Each entry below should be returned exactly as is, with the pictures removed.

=== DATA FOR PROCESSING ===
>> BEGIN
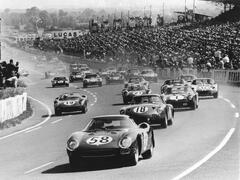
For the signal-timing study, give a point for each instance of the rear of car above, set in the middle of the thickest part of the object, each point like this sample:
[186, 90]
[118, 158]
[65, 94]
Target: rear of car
[205, 87]
[60, 81]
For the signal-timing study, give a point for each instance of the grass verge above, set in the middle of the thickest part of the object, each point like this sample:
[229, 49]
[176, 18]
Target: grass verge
[17, 120]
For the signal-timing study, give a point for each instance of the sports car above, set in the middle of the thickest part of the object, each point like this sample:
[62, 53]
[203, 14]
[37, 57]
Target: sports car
[70, 102]
[137, 81]
[205, 87]
[181, 97]
[149, 75]
[150, 108]
[170, 83]
[111, 136]
[75, 76]
[92, 79]
[188, 78]
[60, 81]
[134, 90]
[114, 78]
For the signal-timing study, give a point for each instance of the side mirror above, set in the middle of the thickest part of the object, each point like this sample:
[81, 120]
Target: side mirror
[145, 126]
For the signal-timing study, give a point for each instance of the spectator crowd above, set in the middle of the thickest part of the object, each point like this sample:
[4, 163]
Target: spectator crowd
[9, 74]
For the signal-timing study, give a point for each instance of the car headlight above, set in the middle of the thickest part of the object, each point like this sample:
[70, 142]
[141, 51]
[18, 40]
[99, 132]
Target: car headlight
[72, 144]
[125, 142]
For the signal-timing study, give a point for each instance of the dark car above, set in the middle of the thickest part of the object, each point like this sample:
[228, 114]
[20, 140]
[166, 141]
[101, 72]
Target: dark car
[150, 108]
[76, 76]
[92, 79]
[170, 83]
[205, 87]
[115, 136]
[181, 97]
[70, 102]
[134, 90]
[60, 81]
[114, 78]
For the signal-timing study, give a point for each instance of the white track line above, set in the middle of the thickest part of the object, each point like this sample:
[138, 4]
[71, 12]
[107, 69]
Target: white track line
[34, 129]
[58, 120]
[39, 167]
[207, 157]
[39, 124]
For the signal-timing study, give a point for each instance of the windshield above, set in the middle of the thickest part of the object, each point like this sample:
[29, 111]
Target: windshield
[204, 81]
[91, 76]
[147, 99]
[177, 90]
[108, 123]
[59, 78]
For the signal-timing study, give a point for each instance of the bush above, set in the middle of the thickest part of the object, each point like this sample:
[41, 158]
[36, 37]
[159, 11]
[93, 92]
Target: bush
[11, 92]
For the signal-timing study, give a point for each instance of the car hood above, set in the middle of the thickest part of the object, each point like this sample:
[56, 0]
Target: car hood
[86, 139]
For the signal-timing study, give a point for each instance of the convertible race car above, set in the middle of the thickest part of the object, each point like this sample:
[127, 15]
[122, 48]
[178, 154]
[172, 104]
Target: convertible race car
[115, 136]
[137, 81]
[181, 97]
[149, 75]
[60, 81]
[150, 108]
[92, 79]
[170, 83]
[134, 90]
[205, 87]
[188, 78]
[114, 78]
[70, 102]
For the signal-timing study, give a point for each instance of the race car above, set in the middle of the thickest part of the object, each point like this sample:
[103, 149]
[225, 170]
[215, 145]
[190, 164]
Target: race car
[76, 76]
[134, 90]
[111, 136]
[60, 81]
[137, 81]
[170, 83]
[92, 79]
[181, 97]
[132, 72]
[150, 108]
[205, 87]
[69, 102]
[188, 78]
[149, 75]
[114, 78]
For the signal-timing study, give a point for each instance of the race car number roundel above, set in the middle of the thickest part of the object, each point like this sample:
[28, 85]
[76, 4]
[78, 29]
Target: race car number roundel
[99, 140]
[140, 109]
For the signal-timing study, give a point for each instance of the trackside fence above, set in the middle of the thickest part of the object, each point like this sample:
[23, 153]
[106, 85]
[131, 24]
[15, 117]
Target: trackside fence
[221, 76]
[12, 107]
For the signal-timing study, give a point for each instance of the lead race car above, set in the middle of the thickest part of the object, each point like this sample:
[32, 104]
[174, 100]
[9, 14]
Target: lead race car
[115, 136]
[114, 78]
[150, 108]
[181, 96]
[60, 81]
[205, 87]
[92, 79]
[69, 102]
[134, 90]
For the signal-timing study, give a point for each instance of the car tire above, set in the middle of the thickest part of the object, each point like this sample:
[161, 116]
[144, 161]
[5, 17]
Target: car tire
[164, 122]
[149, 153]
[133, 159]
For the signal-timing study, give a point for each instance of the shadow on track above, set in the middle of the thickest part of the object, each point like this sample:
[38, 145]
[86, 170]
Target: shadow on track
[93, 165]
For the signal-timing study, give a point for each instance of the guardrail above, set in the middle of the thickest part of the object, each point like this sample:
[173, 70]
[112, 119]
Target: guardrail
[222, 76]
[12, 107]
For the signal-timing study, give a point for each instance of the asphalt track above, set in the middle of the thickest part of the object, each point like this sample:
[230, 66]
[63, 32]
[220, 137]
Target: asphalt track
[201, 144]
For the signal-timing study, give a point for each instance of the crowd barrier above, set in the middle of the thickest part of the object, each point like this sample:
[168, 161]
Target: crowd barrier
[12, 107]
[221, 76]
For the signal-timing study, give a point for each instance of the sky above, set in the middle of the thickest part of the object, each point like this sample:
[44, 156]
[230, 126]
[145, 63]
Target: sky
[118, 4]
>> END
=== CORRECT ANSWER ===
For the signal-timing study, give a point for each instance of the rear of car above, set in the middle of the thickest part of the object, each point like this sample:
[186, 90]
[118, 158]
[65, 94]
Target: rear of car
[205, 87]
[60, 81]
For the signal-timing study, give a point for each instance of the grass verge above, set in the middle of the thickest part of the object, each point like this sample:
[229, 49]
[176, 18]
Target: grass verge
[17, 120]
For the signal-timing study, give a point for each instance of the sports car above, set in the middle of the thickest part of the object, each point like this sample:
[62, 53]
[203, 14]
[37, 57]
Target: sports car
[70, 102]
[137, 81]
[205, 87]
[181, 97]
[149, 75]
[150, 108]
[170, 83]
[111, 136]
[75, 76]
[92, 79]
[188, 78]
[60, 81]
[134, 90]
[114, 78]
For the signal-timing study, give a point for each instance of the side mirror above, set in the middle of the thickest part of the object, each point like this sample:
[81, 120]
Target: side mirror
[145, 126]
For the signal-timing study, give a point for each instance of the spectator crowd above, set in the middle of the thickest part of the object, each point like this sample:
[4, 163]
Target: spectator crowd
[9, 74]
For the signal-timing study, give a point for each instance of the car headlight above, set in the middle of the thickest part of the object, each point like this sample:
[70, 142]
[141, 51]
[18, 40]
[99, 132]
Target: car headlight
[72, 144]
[125, 142]
For the signal-timing study, give a point for each instance of the dark car above, set in the middle of the thickest part of the object, each point like this sample:
[228, 114]
[20, 140]
[166, 141]
[101, 72]
Target: dark car
[150, 108]
[76, 76]
[92, 79]
[170, 83]
[205, 87]
[115, 136]
[181, 97]
[70, 102]
[134, 90]
[60, 81]
[114, 78]
For the signal-timing study, give a point for each instance of the white track line above, set in the middle of the thickest part of the object, each point like this sample:
[138, 4]
[71, 12]
[107, 69]
Target: white track line
[34, 129]
[58, 120]
[39, 167]
[207, 157]
[39, 124]
For the signal-timing study, give a point for each instance of the windshield above, set in the middle of the thickest part of the object, each point like this sample:
[29, 111]
Target: windshield
[204, 81]
[91, 76]
[147, 99]
[177, 90]
[108, 123]
[59, 78]
For the signal-timing study, give a point for each instance of the bush above, set in the middle of the thickest part of the object, each point like this sample:
[41, 158]
[36, 37]
[159, 11]
[93, 92]
Target: bush
[11, 92]
For the signal-timing study, give a point for each instance of the car hood above, set in the middle of the thickest part of the object, each point like this sample:
[56, 0]
Target: car hood
[86, 139]
For the signal-timing study, give a point for each instance of the convertible race car above, set in the middle of the thickest part of the object, each point like this sample:
[127, 15]
[122, 48]
[178, 154]
[172, 104]
Target: convertible race car
[115, 136]
[137, 81]
[181, 97]
[149, 75]
[60, 81]
[150, 108]
[92, 79]
[170, 83]
[134, 90]
[205, 87]
[188, 78]
[114, 78]
[70, 102]
For the signal-timing study, give a point for each instance of the race car above, set in the middle of the thickest part of the object, each point like this sample:
[103, 149]
[225, 170]
[215, 145]
[190, 164]
Target: race car
[76, 76]
[134, 90]
[111, 136]
[60, 81]
[137, 81]
[170, 83]
[92, 79]
[181, 97]
[132, 72]
[150, 108]
[205, 87]
[69, 102]
[188, 78]
[149, 75]
[114, 78]
For the signal-timing study, give a point for each instance of the race car number roundel above, set in the middle of the thickest part of the object, each point like this sample:
[28, 85]
[76, 4]
[78, 29]
Target: race car number roundel
[99, 140]
[140, 109]
For the signal-timing study, give a point for each instance of the trackside fence above, set in the middle of the thickest part of the object, each point like this sample:
[23, 153]
[106, 85]
[131, 24]
[15, 117]
Target: trackside fence
[221, 76]
[12, 107]
For the signal-timing study, give a point for each instance of the lead race car above, set in the middle of the thickest part of the object, each point like this sample:
[32, 104]
[174, 100]
[9, 14]
Target: lead race car
[115, 136]
[114, 78]
[150, 108]
[181, 96]
[60, 81]
[205, 87]
[92, 79]
[69, 102]
[134, 90]
For the signal-timing study, give a point for each instance of the car tire above, set in the middle of the thickest part of the object, each point like this sample:
[161, 116]
[144, 161]
[5, 17]
Target: car tire
[164, 122]
[149, 153]
[133, 159]
For the signal-timing study, give a point for each instance of the shadow on track above, set in the middle of the thickest part of the object, each point like this sample:
[38, 145]
[86, 170]
Target: shadow on track
[93, 165]
For the signal-timing study, give a point for each instance of the guardrail above, set in the middle of the thickest part of the object, each point like this sample:
[173, 70]
[112, 119]
Target: guardrail
[222, 76]
[12, 107]
For the signal-timing study, give a point for each instance of the asphalt track above, set in the middle of the thickest part of the object, each point like this sample:
[230, 66]
[63, 32]
[220, 137]
Target: asphalt track
[201, 144]
For the signal-timing study, give a point for each instance of the crowd barrier above, set in the middle of the thickest part of the object, each point like this sample:
[168, 161]
Target: crowd barrier
[12, 107]
[221, 76]
For the signal-timing study, give a point for each instance of the sky above, set in the middle of the thickest part of the object, each point like this sample:
[44, 156]
[230, 126]
[145, 63]
Target: sky
[118, 4]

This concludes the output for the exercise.